In time-series analysis, the concept of stationarity is the bedrock upon which many of our statistical models are built. But what does it actually mean?

Intuitively, a time series is stationary when the underlying system generating the data doesn’t change over time.

Think of it this way: Imagine you are measuring the temperature in a room where a perfectly functioning thermostat is set to 70°F.

Over the course of a day, your thermometer readings will fluctuate—sometimes it’s 69.8°F, sometimes 70.2°F—but the behavior of the data follows a strict set of rules:

The average temperature stays anchored at 70°F.
The variation (how far the temperature swings) remains consistent.
The patterns of how one reading relates to the next don’t shift.

This is stationarity: the fundamental ‘’rules of the game” remain constant, regardless of when you look at the data.

3.5.1.2. Real-World Analogies#

To spot the difference in the wild, compare these scenarios:

The Stationary World

Dice Rolls: Every time you roll a die, the probability of getting a 6 is exactly the same. The rules of the die don’t change from roll to roll.

* _TASK INSTRUCTIONS_: Reproduce word for word the part of the passage on stationarity that begins with the words "Intuitively, a time" and ends with "set to 70°F.".

* _EXTRACTED MATERIAL_:
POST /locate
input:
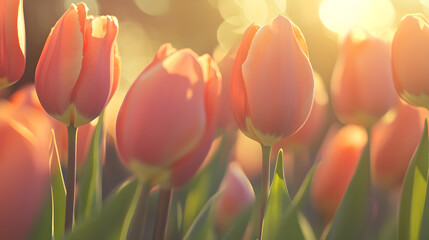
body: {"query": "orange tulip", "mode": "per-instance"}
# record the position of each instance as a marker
(26, 96)
(338, 163)
(314, 125)
(362, 89)
(168, 119)
(272, 84)
(12, 42)
(237, 196)
(393, 142)
(410, 58)
(24, 169)
(78, 69)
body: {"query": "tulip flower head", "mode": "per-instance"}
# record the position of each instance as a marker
(272, 86)
(24, 169)
(78, 70)
(410, 60)
(168, 119)
(390, 157)
(362, 89)
(338, 163)
(12, 42)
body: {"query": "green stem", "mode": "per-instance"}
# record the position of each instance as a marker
(266, 150)
(71, 178)
(164, 202)
(136, 230)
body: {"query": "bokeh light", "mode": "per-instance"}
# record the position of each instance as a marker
(339, 16)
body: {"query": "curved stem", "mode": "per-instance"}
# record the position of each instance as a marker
(139, 215)
(164, 202)
(71, 178)
(265, 183)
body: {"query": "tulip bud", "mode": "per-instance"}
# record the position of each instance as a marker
(410, 59)
(390, 155)
(237, 196)
(314, 125)
(272, 84)
(12, 42)
(362, 89)
(78, 69)
(168, 119)
(26, 97)
(338, 163)
(24, 169)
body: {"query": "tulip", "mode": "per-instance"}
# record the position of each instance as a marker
(410, 58)
(226, 119)
(362, 89)
(167, 121)
(12, 42)
(338, 163)
(272, 88)
(272, 84)
(24, 169)
(390, 157)
(237, 196)
(313, 127)
(27, 97)
(78, 69)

* _ANSWER BOX_:
Intuitively, a time series is stationary when the underlying system generating the data doesn’t change over time.

Think of it this way: Imagine you are measuring the temperature in a room where a perfectly functioning thermostat is set to 70°F.